Ricopia per intero l'articolo sul confronto con l'altro, senza cambiare nulla.

DOCUMENTO DI ORIGINE =
——————
Il tema dell’altro, dell’identità della parola e del confronto è un tema di grande attualità, perchè alla base dell’agenda politica italiana, ma anche e sopratutto elemento sui cui ha preso forma e vita la stessa cultura e civiltà umana.
Prendo spunto dall’ interessante articolo di Mauro Plescia. Un articolo che stimola una chiosa riflessiva.
Non ho alcuna difficoltà ad accogliere la distinzione che Mauro suggerisce tra patriottismo e nazionalismo essendomi caro il grido “o patria o muerte” di cubana memoria. Il sentimento patriottico che non si chiude dentro i confini nazionali della propria azione mi convince particolarmente.
Abbiamo già svolto altrove delle considerazioni sulla necessità di dare vita ad una modalità comunicativa più matura e capace di ripiegarsi su di se e di comprendere i nodi, gli equivoci, i luoghi comuni che innescano una aggressività dialettica patologica. E abbiamo sottolineato quanto sia necessario oggi immaginare sempre uno spazio meta comunicativo che ci consenta di vedere le questioni da altri punti di vista. La mia riflessione si collega contemporaneamente a quanto già detto precedentemente sulla comunicazione.
L’uomo è un animale non stabilizzato
L’uomo è sopravvissuto come specie in quanto ha da sempre trasformato l’ambiente in cui è vissuto e si è evoluto per creare forme di vita alternative all’ esistente (mondo antico, greco, feudale, capitalismo espansivo, a guida genovese, olandese, inglese, americano, ora neo finanziario ecc..): tutte le forme di vita sono state destinate al tramonto ad essere superate. Una buona notizia: non durano in eterno. La stessa fase del capitalismo neo finanziario legata all’ egemonia degli Stati Uniti d’ America, oggi, resiste ancora ma è destinata a tramontare e dare vita ad una transizione verso una nuova configurazione stato capitale ed un nuovo ordine mondiale multipolare verosimilmente più pacifico e in cui l’ Europa per l’ appunto, una nuova Europa, non più succube dell’egemonia americana, potrà svolgere un ruolo decisivo. Affronterò la questione in un prossimo articolo. Intanto mi preme sottolineare come la auspicata evoluzione geo politica in corso dovrà essere accompagnata da una più ampia e ricca -si spera- evoluzione culturale ed antropologica.
——————
DATI REGISTRATI =
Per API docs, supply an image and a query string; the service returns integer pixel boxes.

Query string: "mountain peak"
——————
RISPOSTA COMPLETA =
Il tema dell’altro, dell’identità della parola e del confronto è un tema di grande attualità, perchè alla base dell’agenda politica italiana, ma anche e sopratutto elemento sui cui ha preso forma e vita la stessa cultura e civiltà umana.
Prendo spunto dall’ interessante articolo di Mauro Plescia. Un articolo che stimola una chiosa riflessiva.
Non ho alcuna difficoltà ad accogliere la distinzione che Mauro suggerisce tra patriottismo e nazionalismo essendomi caro il grido “o patria o muerte” di cubana memoria. Il sentimento patriottico che non si chiude dentro i confini nazionali della propria azione mi convince particolarmente.
Abbiamo già svolto altrove delle considerazioni sulla necessità di dare vita ad una modalità comunicativa più matura e capace di ripiegarsi su di se e di comprendere i nodi, gli equivoci, i luoghi comuni che innescano una aggressività dialettica patologica. E abbiamo sottolineato quanto sia necessario oggi immaginare sempre uno spazio meta comunicativo che ci consenta di vedere le questioni da altri punti di vista. La mia riflessione si collega contemporaneamente a quanto già detto precedentemente sulla comunicazione.
L’uomo è un animale non stabilizzato
L’uomo è sopravvissuto come specie in quanto ha da sempre trasformato l’ambiente in cui è vissuto e si è evoluto per creare forme di vita alternative all’ esistente (mondo antico, greco, feudale, capitalismo espansivo, a guida genovese, olandese, inglese, americano, ora neo finanziario ecc..): tutte le forme di vita sono state destinate al tramonto ad essere superate. Una buona notizia: non durano in eterno. La stessa fase del capitalismo neo finanziario legata all’ egemonia degli Stati Uniti d’ America, oggi, resiste ancora ma è destinata a tramontare e dare vita ad una transizione verso una nuova configurazione stato capitale ed un nuovo ordine mondiale multipolare verosimilmente più pacifico e in cui l’ Europa per l’ appunto, una nuova Europa, non più succube dell’egemonia americana, potrà svolgere un ruolo decisivo. Affronterò la questione in un prossimo articolo. Intanto mi preme sottolineare come la auspicata evoluzione geo politica in corso dovrà essere accompagnata da una più ampia e ricca -si spera- evoluzione culturale ed antropologica.